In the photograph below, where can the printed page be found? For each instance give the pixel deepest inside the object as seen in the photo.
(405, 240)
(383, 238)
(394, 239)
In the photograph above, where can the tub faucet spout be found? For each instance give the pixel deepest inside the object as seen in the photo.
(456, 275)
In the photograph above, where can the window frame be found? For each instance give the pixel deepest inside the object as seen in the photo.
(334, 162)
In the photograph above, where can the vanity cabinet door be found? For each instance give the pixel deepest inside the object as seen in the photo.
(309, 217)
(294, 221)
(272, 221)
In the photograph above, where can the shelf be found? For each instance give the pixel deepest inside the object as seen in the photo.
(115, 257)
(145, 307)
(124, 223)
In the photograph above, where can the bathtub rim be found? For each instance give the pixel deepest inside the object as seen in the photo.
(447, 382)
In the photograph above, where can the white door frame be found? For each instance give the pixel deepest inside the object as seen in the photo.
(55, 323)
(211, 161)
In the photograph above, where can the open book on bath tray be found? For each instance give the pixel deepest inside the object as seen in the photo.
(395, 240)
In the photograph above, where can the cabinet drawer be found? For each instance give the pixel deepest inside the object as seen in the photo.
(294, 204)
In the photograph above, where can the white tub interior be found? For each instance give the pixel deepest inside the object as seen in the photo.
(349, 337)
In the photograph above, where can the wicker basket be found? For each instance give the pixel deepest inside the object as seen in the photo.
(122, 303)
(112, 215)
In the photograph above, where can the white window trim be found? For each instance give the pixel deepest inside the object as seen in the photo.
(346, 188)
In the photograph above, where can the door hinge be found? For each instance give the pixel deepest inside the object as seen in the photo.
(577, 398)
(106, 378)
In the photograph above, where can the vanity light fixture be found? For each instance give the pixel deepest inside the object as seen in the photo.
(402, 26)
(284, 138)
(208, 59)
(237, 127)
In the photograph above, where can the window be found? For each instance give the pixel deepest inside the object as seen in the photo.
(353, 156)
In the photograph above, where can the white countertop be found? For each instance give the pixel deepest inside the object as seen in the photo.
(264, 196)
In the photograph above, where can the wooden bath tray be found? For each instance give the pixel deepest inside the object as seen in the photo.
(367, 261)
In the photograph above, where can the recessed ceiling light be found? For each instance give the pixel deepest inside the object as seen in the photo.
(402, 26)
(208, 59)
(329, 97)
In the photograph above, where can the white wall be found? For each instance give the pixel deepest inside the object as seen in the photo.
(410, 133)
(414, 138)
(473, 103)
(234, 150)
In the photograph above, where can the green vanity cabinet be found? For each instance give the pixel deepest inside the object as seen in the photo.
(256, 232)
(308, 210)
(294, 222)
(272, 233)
◆ ◆ ◆ ◆ ◆ ◆ ◆
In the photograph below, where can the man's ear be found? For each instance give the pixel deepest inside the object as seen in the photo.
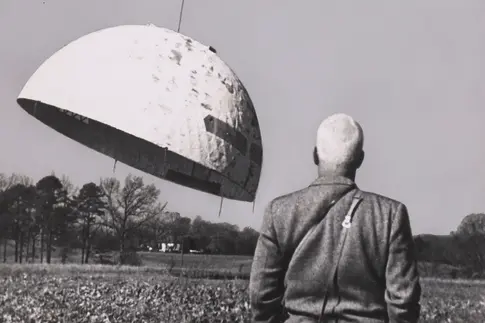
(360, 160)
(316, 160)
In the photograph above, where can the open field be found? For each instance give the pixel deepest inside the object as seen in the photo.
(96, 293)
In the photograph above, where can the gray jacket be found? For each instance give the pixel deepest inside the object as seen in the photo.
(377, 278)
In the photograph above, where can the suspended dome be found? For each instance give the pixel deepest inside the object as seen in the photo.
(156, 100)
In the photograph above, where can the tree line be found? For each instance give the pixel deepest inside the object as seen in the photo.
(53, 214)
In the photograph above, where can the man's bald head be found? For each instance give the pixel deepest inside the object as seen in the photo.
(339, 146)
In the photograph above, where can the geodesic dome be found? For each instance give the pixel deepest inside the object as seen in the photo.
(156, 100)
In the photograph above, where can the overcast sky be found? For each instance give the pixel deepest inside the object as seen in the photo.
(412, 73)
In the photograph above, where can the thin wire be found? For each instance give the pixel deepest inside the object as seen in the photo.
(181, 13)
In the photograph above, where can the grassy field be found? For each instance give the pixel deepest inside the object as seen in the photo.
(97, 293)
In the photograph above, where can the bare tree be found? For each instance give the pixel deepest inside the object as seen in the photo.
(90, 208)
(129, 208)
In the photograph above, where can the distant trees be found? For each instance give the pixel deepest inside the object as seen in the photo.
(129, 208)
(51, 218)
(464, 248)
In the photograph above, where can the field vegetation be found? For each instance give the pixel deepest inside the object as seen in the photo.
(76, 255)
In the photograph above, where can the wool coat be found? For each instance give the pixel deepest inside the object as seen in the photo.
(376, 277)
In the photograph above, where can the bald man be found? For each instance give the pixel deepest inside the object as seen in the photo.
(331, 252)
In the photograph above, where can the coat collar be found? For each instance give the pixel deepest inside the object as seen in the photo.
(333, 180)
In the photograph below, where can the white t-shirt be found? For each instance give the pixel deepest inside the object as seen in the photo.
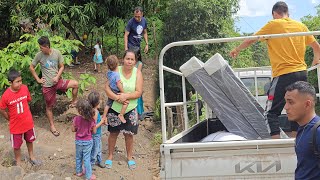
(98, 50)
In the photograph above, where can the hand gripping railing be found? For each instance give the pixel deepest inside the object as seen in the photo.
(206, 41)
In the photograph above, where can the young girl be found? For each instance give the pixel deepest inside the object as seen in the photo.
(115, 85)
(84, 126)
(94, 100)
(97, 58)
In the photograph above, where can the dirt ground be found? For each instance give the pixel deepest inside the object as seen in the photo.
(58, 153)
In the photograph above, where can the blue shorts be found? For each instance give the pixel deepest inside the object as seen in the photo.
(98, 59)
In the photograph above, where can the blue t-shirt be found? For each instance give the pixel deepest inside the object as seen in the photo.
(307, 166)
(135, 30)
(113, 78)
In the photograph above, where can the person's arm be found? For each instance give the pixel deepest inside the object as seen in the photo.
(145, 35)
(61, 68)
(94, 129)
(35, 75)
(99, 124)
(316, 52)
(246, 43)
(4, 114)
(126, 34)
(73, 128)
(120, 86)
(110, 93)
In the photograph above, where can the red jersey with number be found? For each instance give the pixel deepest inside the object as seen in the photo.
◆ ◆ ◆ ◆ ◆ ◆ ◆
→ **WHAT IS ASKED**
Reproduce the records word for word, beginning with the line containing "In the photograph above, where can the blue t-shirt" and continuing through the line containing "In the photograph above, where can the red", with both of those lines included.

→ **THE COMPLETED TASK**
In the photograph above, where can the blue t-shirt be found? For each instance give the pixel deepest inside the object as seen in the photo.
(307, 166)
(135, 30)
(113, 78)
In the photograph above, where can the person's arm be found? For each instance give the pixel deepest inside the object as seen in the photo.
(145, 35)
(61, 68)
(94, 129)
(35, 75)
(99, 124)
(316, 52)
(246, 43)
(4, 114)
(126, 34)
(73, 128)
(120, 86)
(110, 93)
In the photograph above, where can the red jersey with number be found? For each instance give the pixel deepest inside the object as seen in the photo.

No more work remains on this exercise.